### [RAW DATA]
.....
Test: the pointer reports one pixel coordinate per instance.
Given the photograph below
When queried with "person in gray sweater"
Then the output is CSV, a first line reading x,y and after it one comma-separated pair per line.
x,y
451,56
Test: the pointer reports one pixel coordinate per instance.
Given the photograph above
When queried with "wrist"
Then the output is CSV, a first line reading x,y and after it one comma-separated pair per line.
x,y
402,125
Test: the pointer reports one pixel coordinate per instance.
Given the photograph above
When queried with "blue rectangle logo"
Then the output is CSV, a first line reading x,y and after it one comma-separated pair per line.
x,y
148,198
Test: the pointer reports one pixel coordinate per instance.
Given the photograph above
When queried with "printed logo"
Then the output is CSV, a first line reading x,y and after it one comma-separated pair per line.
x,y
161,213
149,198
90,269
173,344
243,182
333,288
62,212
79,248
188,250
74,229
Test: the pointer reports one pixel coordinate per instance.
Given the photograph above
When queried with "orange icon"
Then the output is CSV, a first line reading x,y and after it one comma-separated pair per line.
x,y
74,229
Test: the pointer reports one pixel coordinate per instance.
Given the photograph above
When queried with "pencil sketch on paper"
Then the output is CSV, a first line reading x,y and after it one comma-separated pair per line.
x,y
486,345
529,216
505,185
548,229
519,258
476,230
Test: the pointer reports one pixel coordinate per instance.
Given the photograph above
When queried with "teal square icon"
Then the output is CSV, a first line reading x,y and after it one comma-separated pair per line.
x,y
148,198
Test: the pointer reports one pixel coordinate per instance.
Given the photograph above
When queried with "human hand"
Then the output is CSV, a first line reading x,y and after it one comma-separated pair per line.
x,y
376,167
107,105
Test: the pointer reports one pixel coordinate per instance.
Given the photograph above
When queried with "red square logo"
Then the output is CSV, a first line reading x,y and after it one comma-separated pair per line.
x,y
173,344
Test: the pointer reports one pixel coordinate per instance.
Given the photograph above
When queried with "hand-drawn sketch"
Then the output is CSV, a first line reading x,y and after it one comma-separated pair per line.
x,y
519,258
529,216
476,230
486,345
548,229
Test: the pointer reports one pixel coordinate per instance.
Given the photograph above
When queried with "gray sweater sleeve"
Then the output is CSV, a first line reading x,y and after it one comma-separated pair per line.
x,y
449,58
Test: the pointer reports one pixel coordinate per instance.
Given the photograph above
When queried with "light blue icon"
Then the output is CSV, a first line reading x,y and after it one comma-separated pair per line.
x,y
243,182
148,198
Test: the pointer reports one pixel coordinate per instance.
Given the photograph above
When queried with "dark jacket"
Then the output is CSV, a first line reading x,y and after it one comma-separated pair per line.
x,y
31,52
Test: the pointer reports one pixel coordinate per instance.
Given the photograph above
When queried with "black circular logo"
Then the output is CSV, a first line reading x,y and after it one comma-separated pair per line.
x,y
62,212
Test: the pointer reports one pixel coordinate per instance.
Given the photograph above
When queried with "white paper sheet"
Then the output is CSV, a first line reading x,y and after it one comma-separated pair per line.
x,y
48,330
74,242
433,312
.....
### [EXERCISE AIM]
Output the listing exactly, from first line to last.

### [OUTPUT OF THE EXERCISE]
Test: the pointer reports one pixel coordinate per instance.
Given the photograph below
When queried with "person in gray sweater"
Then the output is CSV, a first line reading x,y and after it one comma-separated pair per line.
x,y
451,56
Test: the pointer reports one pixel coordinate per instance.
Given the photograph above
When queried with "wrist"
Then the output is CSV, a first line reading x,y and after it one comma-separated pair per line.
x,y
402,125
Test: the pointer reports one pixel coordinate per instance.
Given the photograph above
When queried with "blue rectangle logo"
Then the output is CSV, a first line reading x,y and after it one comma-separated pair per line.
x,y
148,198
Test: the pointer reports one pixel coordinate per instance.
Given the photograph above
When queried with "printed logo"
Then the output is CSV, a first line reading x,y and after it one comma-separated pair per line.
x,y
161,213
149,198
90,269
173,344
243,182
333,288
62,212
79,248
188,250
74,229
Test: the pointer reports one pixel coordinate per instance.
Given the photograph above
When queried with "orange icon"
Then the output is CSV, a first line reading x,y and after it one comma-separated pair per line.
x,y
74,229
Test: the pointer reports one pixel coordinate per instance.
Given the photograph above
When queried with "pencil sketch on paper"
Then the output is CSV, a first line reading x,y and after it one comma-separated pair per line.
x,y
486,345
529,216
505,185
548,229
519,258
476,230
Test: the pointer reports one pixel coordinate per instance.
Given the photograph above
When queried with "teal square icon"
Then the output is CSV, a first line reading x,y and after it one comma-separated pair per line.
x,y
148,198
Test: the pointer reports one pixel coordinate per instance.
Given the photograph above
When queried with "human hand"
Then the output is CSV, a first line reading x,y and after it one comma-separated pair per line.
x,y
376,167
107,105
Test: the pointer reports one pixel coordinate per instance.
Given the photograph above
When queried with "red square logo"
Then the output is CSV, a first line reading x,y and after it one comma-separated pair per line.
x,y
173,344
Test: the pointer reports one pixel coordinate per instance.
Given the photograph above
When queried with "hand-drawn sketch"
Then the output is CSV, a first line reading x,y and after it one comma-separated pair per line.
x,y
519,258
529,216
476,230
486,345
548,229
Test: the pointer reports one pixel coordinate per instance.
Given the photograph above
When queried with "gray sweater sleeve"
Then the output is CSV, a first line reading x,y and after it one comma-separated pair per line.
x,y
449,58
Test: the pointer reports one pixel coordinate per instance.
Given the photograph above
When queried with "light blue icon"
Then the output is CSV, a first line reading x,y and after it one comma-separated pair per line.
x,y
243,182
148,198
Test: the pointer reports one pixel coordinate per instance.
Given the photograph above
When queried with "dark jacket"
Then the output is CSV, a first line reading x,y and after it one comma-separated pair per line.
x,y
31,52
Test: the pointer reports one pixel coordinate per instance.
Given the photograph above
When queried with "black circular logo"
Then the output is CSV, a first line reading x,y and after it one comma-separated pair per line.
x,y
62,212
Test: the pointer reports one pixel coordinate per instance.
Given the photograph above
When queried with "white paper sheet"
Then the output is CSV, a first line reading x,y and after it one comma-separated pair per line.
x,y
48,330
74,242
433,312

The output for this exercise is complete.